── READING TEXT
Delamere Francis McCloskey (April 29, 1897 – December 14, 1983) was a Canadian-born American attorney and politician, who represented the 1st District on the Los Angeles City Council from 1941 to 1945.

Biography
McCloskey was born April 29, 1897, in Canada and became a United States citizen in 1928. His mother's birth name was Price. McCloskey was admitted to the bar in California on June 3, 1930. His wife, Irene, died of burns suffered in a December 13, 1965, accident in the back yard of their home at 13511 Hart Street, Van Nuys. He died December 14, 1983.

Public office

Elections

Municipal court
McCloskey, who was endorsed by the End Poverty in California organization, ran second in an election to replace Municipal Judge Marchetti, Office No. 10, in the primary election of April 1935 but was challenged by the next runner-up, Lyndon Bowring, because McCloskey had not been a California lawyer for the required five years, as required by the state constitution. McCloskey argued that he would have been eligible, if elected, on the day of taking office, July 1, but the Supreme Court of California disagreed and ordered McCloskey off the final ballot in June and Bowring to take his place.
────
■ DIRECTIVE A
List every line in the rows that contains the string "patch", matching its case exactly.
The McCloskey biography and the rows are independent of each other.
── DATASET ENTRIES
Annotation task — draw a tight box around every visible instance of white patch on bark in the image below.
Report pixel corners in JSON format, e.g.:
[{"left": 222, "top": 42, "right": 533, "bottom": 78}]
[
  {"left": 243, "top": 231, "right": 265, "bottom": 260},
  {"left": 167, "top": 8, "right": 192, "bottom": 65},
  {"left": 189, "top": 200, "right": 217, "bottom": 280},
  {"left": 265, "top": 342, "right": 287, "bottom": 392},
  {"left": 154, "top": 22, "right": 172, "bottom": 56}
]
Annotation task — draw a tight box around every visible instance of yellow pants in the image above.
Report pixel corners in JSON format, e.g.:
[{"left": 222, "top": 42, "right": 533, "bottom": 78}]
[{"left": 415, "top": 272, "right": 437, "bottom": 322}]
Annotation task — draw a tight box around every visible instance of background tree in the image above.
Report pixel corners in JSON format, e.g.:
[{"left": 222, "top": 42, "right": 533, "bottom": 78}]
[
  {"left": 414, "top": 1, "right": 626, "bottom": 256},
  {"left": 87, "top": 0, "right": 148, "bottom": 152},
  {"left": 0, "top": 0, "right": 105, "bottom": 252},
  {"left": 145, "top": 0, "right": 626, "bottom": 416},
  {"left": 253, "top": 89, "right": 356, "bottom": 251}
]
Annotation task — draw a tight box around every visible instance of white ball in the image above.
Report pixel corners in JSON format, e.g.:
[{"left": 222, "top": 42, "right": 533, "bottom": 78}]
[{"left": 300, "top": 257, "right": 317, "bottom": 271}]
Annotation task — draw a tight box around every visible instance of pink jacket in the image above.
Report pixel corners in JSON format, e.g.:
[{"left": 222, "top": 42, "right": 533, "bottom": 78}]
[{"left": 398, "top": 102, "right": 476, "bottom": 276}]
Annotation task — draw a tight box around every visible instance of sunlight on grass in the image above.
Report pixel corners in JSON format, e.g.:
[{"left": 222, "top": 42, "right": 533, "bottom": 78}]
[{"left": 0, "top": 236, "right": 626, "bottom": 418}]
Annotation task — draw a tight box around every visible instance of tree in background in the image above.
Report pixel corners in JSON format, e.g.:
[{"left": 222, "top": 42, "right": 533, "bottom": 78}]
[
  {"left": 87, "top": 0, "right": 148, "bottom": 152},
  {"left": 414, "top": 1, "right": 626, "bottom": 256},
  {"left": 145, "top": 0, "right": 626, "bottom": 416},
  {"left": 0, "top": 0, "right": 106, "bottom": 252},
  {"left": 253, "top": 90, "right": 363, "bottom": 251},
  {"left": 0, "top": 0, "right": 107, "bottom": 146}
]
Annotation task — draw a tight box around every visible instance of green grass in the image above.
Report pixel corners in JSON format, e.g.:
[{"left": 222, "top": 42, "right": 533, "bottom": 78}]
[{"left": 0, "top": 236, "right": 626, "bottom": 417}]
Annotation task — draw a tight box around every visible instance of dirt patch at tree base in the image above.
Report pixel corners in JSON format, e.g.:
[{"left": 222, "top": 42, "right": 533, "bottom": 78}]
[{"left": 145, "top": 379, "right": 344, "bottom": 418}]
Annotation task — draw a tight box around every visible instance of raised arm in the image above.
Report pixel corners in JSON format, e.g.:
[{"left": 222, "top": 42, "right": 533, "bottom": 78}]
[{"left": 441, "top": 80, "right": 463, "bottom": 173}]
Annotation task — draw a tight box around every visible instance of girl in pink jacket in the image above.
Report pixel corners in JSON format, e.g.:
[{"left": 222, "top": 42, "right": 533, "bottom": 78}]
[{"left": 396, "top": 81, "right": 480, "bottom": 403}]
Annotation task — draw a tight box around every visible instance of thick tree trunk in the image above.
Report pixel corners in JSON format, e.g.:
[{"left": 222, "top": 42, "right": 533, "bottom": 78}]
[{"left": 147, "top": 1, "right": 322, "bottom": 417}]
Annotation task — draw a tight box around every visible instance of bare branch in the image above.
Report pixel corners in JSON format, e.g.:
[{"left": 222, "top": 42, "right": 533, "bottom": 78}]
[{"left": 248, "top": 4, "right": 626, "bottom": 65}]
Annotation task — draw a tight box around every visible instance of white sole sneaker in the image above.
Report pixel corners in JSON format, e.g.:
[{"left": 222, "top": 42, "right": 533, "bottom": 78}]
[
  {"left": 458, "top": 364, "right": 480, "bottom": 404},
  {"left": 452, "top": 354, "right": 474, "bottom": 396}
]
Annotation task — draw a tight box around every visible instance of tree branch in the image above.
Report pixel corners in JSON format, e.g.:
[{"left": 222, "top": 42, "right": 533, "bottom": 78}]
────
■ DIRECTIVE B
Reproduce the McCloskey biography from "Delamere Francis McCloskey" up to and including "December 14, 1983.", switching "Hart Street" to "Hart Avenue".

■ TASK RESPONSE A
Annotation task — draw a tight box around every visible instance of white patch on bark in the image below.
Annotation task — draw a tight box around every visible instance of dirt patch at tree base in the image above.

■ TASK RESPONSE B
Delamere Francis McCloskey (April 29, 1897 – December 14, 1983) was a Canadian-born American attorney and politician, who represented the 1st District on the Los Angeles City Council from 1941 to 1945.

Biography
McCloskey was born April 29, 1897, in Canada and became a United States citizen in 1928. His mother's birth name was Price. McCloskey was admitted to the bar in California on June 3, 1930. His wife, Irene, died of burns suffered in a December 13, 1965, accident in the back yard of their home at 13511 Hart Avenue, Van Nuys. He died December 14, 1983.